→ Stated exercise
Will you print every one of the records below, unchanged and in their original order?

....

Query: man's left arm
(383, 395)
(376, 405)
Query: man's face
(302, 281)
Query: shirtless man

....

→ Written response
Query: man's left arm
(383, 395)
(376, 405)
Query: man's face
(302, 281)
Query: shirtless man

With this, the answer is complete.